Text passage

The Federal Road Safety Corps was established ONLY to reduce alarming fatal accidents on Nigerian federal and state highways rather than the self-imposed greed of revenue generation. Only in Nigeria would this supposed lives-saving agency require tragic and avoidable deaths of innocent travellers in successive ghastly trailer and tanker accident to remind the agency (FRSC) the purpose for which it was established in the first place.

Founded at state level by former Oyo State governor, the late Bola Ige, the FRSC mandate was unambiguous and strictly adhered to. The ever-rising  fatal accidents in Oyo State must be curbed, and those who pioneered the Road Safety Corps in Oyo State limited themselves to their duty – mainly to drastically reduce rate of accident. And they succeeded.

That success in Oyo  State attracted national impact such that former President Ibrahim Babangida found it necessary that the feat in reducing road accidents in Oyo State should be extended to all roads in Nigeria. Hence, the setting up of the Federal Road Safety Corps under his military regime. It is thus ever true that the best tribute to your fellow citizen is to acknowledge and copy his good sides.

With the new Federal Road Safety Corps, the mandate remained the same – to substantially reduce fatal road accidents on Nigerian roads. For the first time, there was sanity on all Nigerian roads. Whether as marshall or commanders, the strategy of the FRSC men was simple. Be a driver or vehicle owner, everybody on the highways, federal or inter-state roads, would not dare overtake a corps marshall or commander whose official car, so clearly marked, usually and deliberately limited himself to at most one hundred kilometres per hour or even less.

The message was clear. Any driver overtaking a Federal Road Safety Corps speed controller must have exceeded the mandatory limit of one hundred kilometres per hour on Nigerian roads. The culprit was easy to be arrested and prosecuted. Accordingly, the pile of vehicles was always behind the vehicle of the FRSC operative while immediately ahead of him, the road was very clear. Consequently, there was never the high rate of reckless driving and untimely deaths of passengers in other vehicles or those standing by.

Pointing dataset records
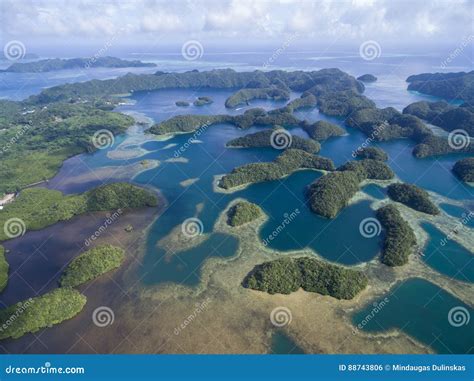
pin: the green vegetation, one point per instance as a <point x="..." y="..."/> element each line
<point x="51" y="64"/>
<point x="40" y="207"/>
<point x="332" y="192"/>
<point x="288" y="162"/>
<point x="399" y="237"/>
<point x="413" y="197"/>
<point x="322" y="130"/>
<point x="367" y="78"/>
<point x="91" y="264"/>
<point x="243" y="96"/>
<point x="286" y="275"/>
<point x="444" y="115"/>
<point x="40" y="312"/>
<point x="446" y="85"/>
<point x="343" y="103"/>
<point x="307" y="100"/>
<point x="3" y="269"/>
<point x="35" y="144"/>
<point x="369" y="169"/>
<point x="242" y="213"/>
<point x="264" y="139"/>
<point x="201" y="101"/>
<point x="373" y="153"/>
<point x="464" y="169"/>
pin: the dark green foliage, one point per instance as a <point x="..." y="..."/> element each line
<point x="322" y="130"/>
<point x="305" y="101"/>
<point x="373" y="153"/>
<point x="331" y="192"/>
<point x="464" y="169"/>
<point x="263" y="139"/>
<point x="3" y="269"/>
<point x="40" y="312"/>
<point x="119" y="196"/>
<point x="367" y="78"/>
<point x="41" y="207"/>
<point x="242" y="213"/>
<point x="399" y="238"/>
<point x="243" y="96"/>
<point x="369" y="169"/>
<point x="286" y="163"/>
<point x="343" y="103"/>
<point x="412" y="196"/>
<point x="35" y="144"/>
<point x="92" y="264"/>
<point x="287" y="275"/>
<point x="51" y="64"/>
<point x="201" y="101"/>
<point x="446" y="85"/>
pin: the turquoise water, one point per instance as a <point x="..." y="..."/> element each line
<point x="422" y="310"/>
<point x="282" y="344"/>
<point x="447" y="256"/>
<point x="464" y="214"/>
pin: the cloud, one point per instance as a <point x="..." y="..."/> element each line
<point x="357" y="20"/>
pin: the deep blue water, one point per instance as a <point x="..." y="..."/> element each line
<point x="337" y="240"/>
<point x="422" y="310"/>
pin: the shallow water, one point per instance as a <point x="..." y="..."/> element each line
<point x="422" y="310"/>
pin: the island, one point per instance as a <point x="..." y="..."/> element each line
<point x="202" y="101"/>
<point x="333" y="191"/>
<point x="367" y="78"/>
<point x="92" y="264"/>
<point x="242" y="213"/>
<point x="52" y="64"/>
<point x="286" y="163"/>
<point x="287" y="275"/>
<point x="399" y="240"/>
<point x="464" y="169"/>
<point x="244" y="96"/>
<point x="413" y="197"/>
<point x="36" y="208"/>
<point x="40" y="312"/>
<point x="322" y="130"/>
<point x="3" y="269"/>
<point x="271" y="137"/>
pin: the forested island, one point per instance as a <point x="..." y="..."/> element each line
<point x="289" y="161"/>
<point x="399" y="240"/>
<point x="52" y="64"/>
<point x="464" y="169"/>
<point x="287" y="275"/>
<point x="413" y="197"/>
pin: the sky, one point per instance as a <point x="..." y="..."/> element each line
<point x="236" y="22"/>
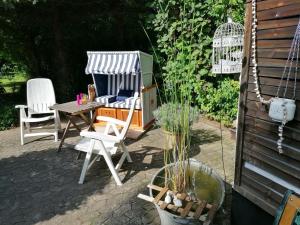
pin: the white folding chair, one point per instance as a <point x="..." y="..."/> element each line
<point x="40" y="96"/>
<point x="105" y="144"/>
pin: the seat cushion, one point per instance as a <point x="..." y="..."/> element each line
<point x="84" y="144"/>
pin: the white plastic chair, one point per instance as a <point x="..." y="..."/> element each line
<point x="105" y="144"/>
<point x="40" y="96"/>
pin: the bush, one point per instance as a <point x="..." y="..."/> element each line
<point x="8" y="116"/>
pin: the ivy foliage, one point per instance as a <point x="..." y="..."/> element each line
<point x="184" y="31"/>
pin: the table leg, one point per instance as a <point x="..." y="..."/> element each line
<point x="85" y="119"/>
<point x="91" y="126"/>
<point x="64" y="135"/>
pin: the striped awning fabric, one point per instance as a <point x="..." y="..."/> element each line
<point x="113" y="63"/>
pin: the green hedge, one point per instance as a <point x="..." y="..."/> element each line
<point x="8" y="116"/>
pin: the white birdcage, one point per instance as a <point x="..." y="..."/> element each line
<point x="228" y="48"/>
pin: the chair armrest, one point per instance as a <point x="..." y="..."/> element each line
<point x="99" y="136"/>
<point x="21" y="106"/>
<point x="111" y="120"/>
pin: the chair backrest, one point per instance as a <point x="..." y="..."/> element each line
<point x="130" y="116"/>
<point x="40" y="95"/>
<point x="111" y="84"/>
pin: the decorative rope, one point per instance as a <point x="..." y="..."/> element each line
<point x="254" y="61"/>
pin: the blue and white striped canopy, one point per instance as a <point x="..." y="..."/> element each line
<point x="113" y="63"/>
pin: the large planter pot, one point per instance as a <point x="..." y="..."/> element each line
<point x="168" y="218"/>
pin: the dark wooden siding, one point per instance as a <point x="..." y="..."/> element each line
<point x="257" y="133"/>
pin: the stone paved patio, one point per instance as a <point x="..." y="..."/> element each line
<point x="39" y="185"/>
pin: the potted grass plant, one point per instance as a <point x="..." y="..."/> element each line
<point x="167" y="116"/>
<point x="184" y="191"/>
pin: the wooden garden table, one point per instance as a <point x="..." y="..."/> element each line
<point x="72" y="110"/>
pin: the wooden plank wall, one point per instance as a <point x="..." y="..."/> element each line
<point x="257" y="134"/>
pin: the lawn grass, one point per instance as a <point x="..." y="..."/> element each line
<point x="13" y="84"/>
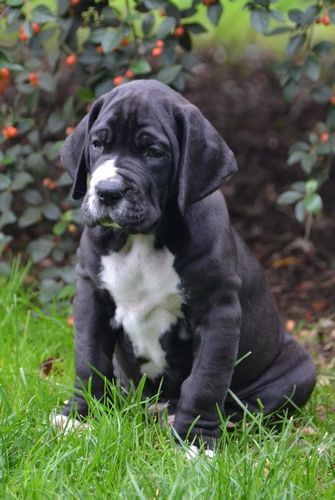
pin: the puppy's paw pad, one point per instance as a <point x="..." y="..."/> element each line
<point x="193" y="452"/>
<point x="65" y="424"/>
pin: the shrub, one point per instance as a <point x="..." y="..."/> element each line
<point x="54" y="62"/>
<point x="308" y="69"/>
<point x="56" y="59"/>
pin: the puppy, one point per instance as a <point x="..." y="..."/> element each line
<point x="165" y="286"/>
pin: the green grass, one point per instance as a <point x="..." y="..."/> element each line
<point x="125" y="454"/>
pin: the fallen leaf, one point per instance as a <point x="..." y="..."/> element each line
<point x="70" y="321"/>
<point x="320" y="305"/>
<point x="285" y="262"/>
<point x="47" y="365"/>
<point x="290" y="325"/>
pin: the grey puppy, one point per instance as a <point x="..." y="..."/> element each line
<point x="165" y="286"/>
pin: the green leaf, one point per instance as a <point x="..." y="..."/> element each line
<point x="330" y="120"/>
<point x="111" y="40"/>
<point x="299" y="211"/>
<point x="55" y="122"/>
<point x="29" y="217"/>
<point x="296" y="157"/>
<point x="14" y="3"/>
<point x="140" y="67"/>
<point x="7" y="217"/>
<point x="33" y="197"/>
<point x="280" y="30"/>
<point x="46" y="82"/>
<point x="259" y="21"/>
<point x="310" y="15"/>
<point x="5" y="181"/>
<point x="195" y="28"/>
<point x="311" y="186"/>
<point x="51" y="211"/>
<point x="40" y="248"/>
<point x="214" y="13"/>
<point x="62" y="6"/>
<point x="299" y="186"/>
<point x="313" y="204"/>
<point x="85" y="94"/>
<point x="154" y="4"/>
<point x="312" y="68"/>
<point x="322" y="47"/>
<point x="321" y="93"/>
<point x="60" y="227"/>
<point x="289" y="197"/>
<point x="21" y="180"/>
<point x="295" y="15"/>
<point x="147" y="24"/>
<point x="168" y="74"/>
<point x="299" y="146"/>
<point x="308" y="162"/>
<point x="166" y="27"/>
<point x="295" y="43"/>
<point x="42" y="14"/>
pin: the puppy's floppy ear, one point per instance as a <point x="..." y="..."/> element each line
<point x="205" y="159"/>
<point x="74" y="153"/>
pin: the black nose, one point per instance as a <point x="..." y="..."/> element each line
<point x="110" y="191"/>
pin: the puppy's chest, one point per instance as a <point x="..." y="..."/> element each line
<point x="146" y="290"/>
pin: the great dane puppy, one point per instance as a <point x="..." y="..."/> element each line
<point x="165" y="286"/>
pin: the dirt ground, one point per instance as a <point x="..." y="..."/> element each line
<point x="246" y="106"/>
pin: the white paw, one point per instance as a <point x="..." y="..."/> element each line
<point x="64" y="424"/>
<point x="193" y="452"/>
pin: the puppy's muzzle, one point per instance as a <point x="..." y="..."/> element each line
<point x="109" y="192"/>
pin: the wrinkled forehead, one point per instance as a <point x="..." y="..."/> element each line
<point x="146" y="109"/>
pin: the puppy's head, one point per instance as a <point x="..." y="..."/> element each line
<point x="139" y="145"/>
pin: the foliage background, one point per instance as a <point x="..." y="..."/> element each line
<point x="56" y="57"/>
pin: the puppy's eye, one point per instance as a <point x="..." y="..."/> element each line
<point x="97" y="144"/>
<point x="154" y="151"/>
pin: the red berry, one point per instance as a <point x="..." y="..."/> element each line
<point x="71" y="60"/>
<point x="33" y="79"/>
<point x="9" y="131"/>
<point x="49" y="183"/>
<point x="129" y="73"/>
<point x="69" y="130"/>
<point x="117" y="80"/>
<point x="4" y="73"/>
<point x="23" y="37"/>
<point x="179" y="30"/>
<point x="70" y="321"/>
<point x="124" y="42"/>
<point x="35" y="27"/>
<point x="324" y="137"/>
<point x="325" y="20"/>
<point x="156" y="51"/>
<point x="72" y="228"/>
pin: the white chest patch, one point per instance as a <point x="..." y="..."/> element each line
<point x="146" y="290"/>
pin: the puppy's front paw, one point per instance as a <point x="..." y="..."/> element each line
<point x="65" y="424"/>
<point x="193" y="452"/>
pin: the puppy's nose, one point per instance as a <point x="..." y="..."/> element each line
<point x="110" y="191"/>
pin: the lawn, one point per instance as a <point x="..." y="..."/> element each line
<point x="124" y="453"/>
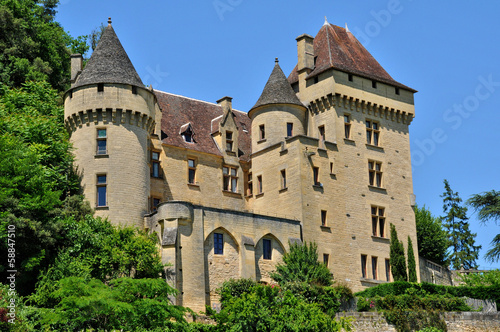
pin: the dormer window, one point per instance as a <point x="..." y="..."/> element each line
<point x="229" y="141"/>
<point x="187" y="133"/>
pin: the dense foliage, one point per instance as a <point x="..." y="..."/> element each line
<point x="487" y="206"/>
<point x="273" y="308"/>
<point x="463" y="251"/>
<point x="301" y="264"/>
<point x="397" y="257"/>
<point x="33" y="47"/>
<point x="432" y="239"/>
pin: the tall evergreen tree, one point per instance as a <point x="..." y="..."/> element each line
<point x="397" y="257"/>
<point x="463" y="251"/>
<point x="487" y="205"/>
<point x="412" y="265"/>
<point x="432" y="239"/>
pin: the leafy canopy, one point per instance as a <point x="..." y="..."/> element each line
<point x="301" y="264"/>
<point x="463" y="251"/>
<point x="432" y="239"/>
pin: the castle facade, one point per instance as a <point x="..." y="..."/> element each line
<point x="322" y="156"/>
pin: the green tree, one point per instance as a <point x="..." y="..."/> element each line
<point x="463" y="251"/>
<point x="95" y="249"/>
<point x="397" y="257"/>
<point x="301" y="264"/>
<point x="33" y="47"/>
<point x="412" y="266"/>
<point x="487" y="205"/>
<point x="432" y="239"/>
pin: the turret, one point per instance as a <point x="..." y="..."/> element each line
<point x="278" y="113"/>
<point x="110" y="116"/>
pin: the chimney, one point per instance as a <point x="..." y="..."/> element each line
<point x="226" y="104"/>
<point x="76" y="66"/>
<point x="305" y="52"/>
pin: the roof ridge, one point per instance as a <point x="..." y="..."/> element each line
<point x="199" y="100"/>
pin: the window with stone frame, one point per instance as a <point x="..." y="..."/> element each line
<point x="363" y="266"/>
<point x="229" y="141"/>
<point x="191" y="171"/>
<point x="347" y="126"/>
<point x="378" y="221"/>
<point x="218" y="244"/>
<point x="283" y="179"/>
<point x="155" y="164"/>
<point x="372" y="133"/>
<point x="102" y="141"/>
<point x="374" y="268"/>
<point x="101" y="186"/>
<point x="267" y="249"/>
<point x="375" y="173"/>
<point x="230" y="178"/>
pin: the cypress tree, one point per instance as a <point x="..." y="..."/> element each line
<point x="397" y="257"/>
<point x="412" y="265"/>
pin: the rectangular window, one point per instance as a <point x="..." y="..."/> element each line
<point x="378" y="221"/>
<point x="374" y="268"/>
<point x="316" y="176"/>
<point x="249" y="185"/>
<point x="372" y="132"/>
<point x="321" y="130"/>
<point x="283" y="179"/>
<point x="229" y="141"/>
<point x="375" y="173"/>
<point x="259" y="184"/>
<point x="262" y="132"/>
<point x="154" y="203"/>
<point x="323" y="218"/>
<point x="267" y="248"/>
<point x="229" y="179"/>
<point x="102" y="142"/>
<point x="363" y="266"/>
<point x="289" y="129"/>
<point x="218" y="244"/>
<point x="347" y="126"/>
<point x="191" y="171"/>
<point x="155" y="164"/>
<point x="101" y="190"/>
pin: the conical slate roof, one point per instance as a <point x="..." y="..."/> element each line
<point x="277" y="90"/>
<point x="109" y="63"/>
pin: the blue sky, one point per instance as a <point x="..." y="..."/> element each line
<point x="448" y="51"/>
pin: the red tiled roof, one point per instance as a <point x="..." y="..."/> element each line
<point x="178" y="111"/>
<point x="334" y="47"/>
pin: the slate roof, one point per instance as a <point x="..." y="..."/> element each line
<point x="177" y="111"/>
<point x="336" y="47"/>
<point x="109" y="63"/>
<point x="277" y="90"/>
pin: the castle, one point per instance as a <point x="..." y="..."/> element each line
<point x="322" y="156"/>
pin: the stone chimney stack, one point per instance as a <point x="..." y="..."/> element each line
<point x="76" y="67"/>
<point x="305" y="53"/>
<point x="226" y="104"/>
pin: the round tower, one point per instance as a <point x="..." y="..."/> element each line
<point x="110" y="116"/>
<point x="278" y="113"/>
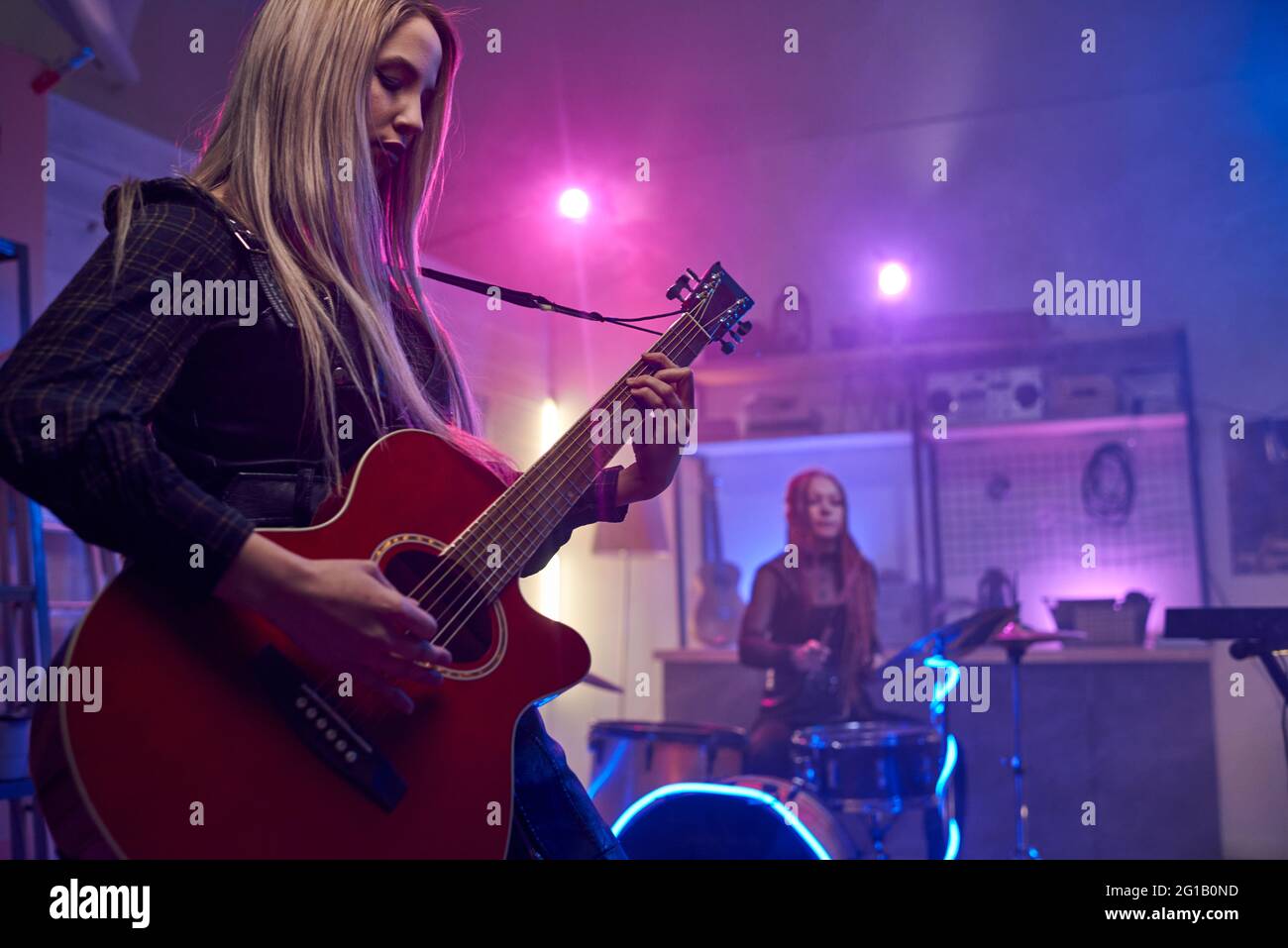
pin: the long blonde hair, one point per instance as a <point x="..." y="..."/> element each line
<point x="295" y="110"/>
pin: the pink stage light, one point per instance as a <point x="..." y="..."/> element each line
<point x="575" y="204"/>
<point x="893" y="279"/>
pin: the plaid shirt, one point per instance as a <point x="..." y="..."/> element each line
<point x="78" y="391"/>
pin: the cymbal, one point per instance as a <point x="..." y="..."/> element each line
<point x="958" y="638"/>
<point x="1018" y="635"/>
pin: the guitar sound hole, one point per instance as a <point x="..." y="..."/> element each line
<point x="450" y="595"/>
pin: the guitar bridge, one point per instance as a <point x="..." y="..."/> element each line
<point x="326" y="733"/>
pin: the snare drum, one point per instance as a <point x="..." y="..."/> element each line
<point x="870" y="766"/>
<point x="634" y="758"/>
<point x="741" y="818"/>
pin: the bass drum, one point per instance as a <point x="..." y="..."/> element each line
<point x="747" y="817"/>
<point x="634" y="758"/>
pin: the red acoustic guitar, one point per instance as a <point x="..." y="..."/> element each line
<point x="211" y="710"/>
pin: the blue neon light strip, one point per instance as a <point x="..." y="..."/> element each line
<point x="941" y="691"/>
<point x="722" y="790"/>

Tasks for this exercise
1 - In the road safety text, swap "succeeded" for "triumphed" and give the part from "Founded at state" up to and including "his good sides.".
2 - Extend the road safety text past its final sentence.

Solved tasks
1 -
Founded at state level by former Oyo State governor, the late Bola Ige, the FRSC mandate was unambiguous and strictly adhered to. The ever-rising  fatal accidents in Oyo State must be curbed, and those who pioneered the Road Safety Corps in Oyo State limited themselves to their duty – mainly to drastically reduce rate of accident. And they triumphed.

That success in Oyo  State attracted national impact such that former President Ibrahim Babangida found it necessary that the feat in reducing road accidents in Oyo State should be extended to all roads in Nigeria. Hence, the setting up of the Federal Road Safety Corps under his military regime. It is thus ever true that the best tribute to your fellow citizen is to acknowledge and copy his good sides.

2 -
Sadly, those days of assured safety on our roads are gone. Road Corps operatives no longer control speed on highways. These days, fast-driving vehicles on suicide or massacre missions contemptuously drive past FRSC vehicles mostly parking on a side of the road negotiating financial settlement. Even where FRSC vehicles are in motion on the highways, the corps, clearly exhibit ignorance on neglect of their main duty to drive ahead and keep in check the high speed of the murderers, presuming to be official and private vehicle drivers.

The failure and abandonment of official responsibility by FRSC operatives is bad enough. But at corporate level, the FRSC leadership is worse. Here was a public agency set up specifically to prevent road accidents in the country. Suddenly, the same FRSC at corporate level, not only led in abandoning its statutory responsibility but overnight, (FRSC that is) the power of becoming a money-spinning conglomerate eventually aiming the same level of NPA, NIMMASSA, National Communications Commission, National Broadcasting Commission if not NNPC and NLG.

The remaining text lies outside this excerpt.